━━━ Data provided ━━━

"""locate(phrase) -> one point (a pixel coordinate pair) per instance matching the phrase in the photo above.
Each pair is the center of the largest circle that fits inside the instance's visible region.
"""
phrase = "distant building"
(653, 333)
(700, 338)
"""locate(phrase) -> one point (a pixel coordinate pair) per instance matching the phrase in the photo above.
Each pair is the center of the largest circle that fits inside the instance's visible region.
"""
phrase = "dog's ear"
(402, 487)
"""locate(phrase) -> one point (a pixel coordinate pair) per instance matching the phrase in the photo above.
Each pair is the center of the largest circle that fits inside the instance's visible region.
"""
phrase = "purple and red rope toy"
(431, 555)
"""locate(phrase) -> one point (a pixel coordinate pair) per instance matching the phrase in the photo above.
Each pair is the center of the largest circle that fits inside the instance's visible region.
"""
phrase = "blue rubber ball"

━━━

Your objective
Restate all the material above, keeping each word as it is.

Answer for the task
"""locate(phrase) -> one point (a pixel coordinate pair) per instance matching the phrase in the photo above.
Each pair is the center of the largest circle that fits inside the instance's visible region.
"""
phrase = "distant building"
(653, 333)
(700, 338)
"""locate(phrase) -> one point (a pixel coordinate pair) per instance matching the phrase in the photo above.
Each pair is the center of the largest circle that fits inside the instance's visible region.
"""
phrase = "dog's ear"
(402, 487)
"""locate(phrase) -> one point (a pixel coordinate pair) per instance matching the phrase in the photo above.
Each pair is the center of the largest circle that fits inside the instance's visible region.
"""
phrase = "purple and red rope toy"
(431, 555)
"""locate(phrase) -> one point (a pixel coordinate pair) per instance matching the phrase in the photo above.
Each pair is the center of the largest circle that fits inside the instance's visible region.
"""
phrase = "blue rubber ball"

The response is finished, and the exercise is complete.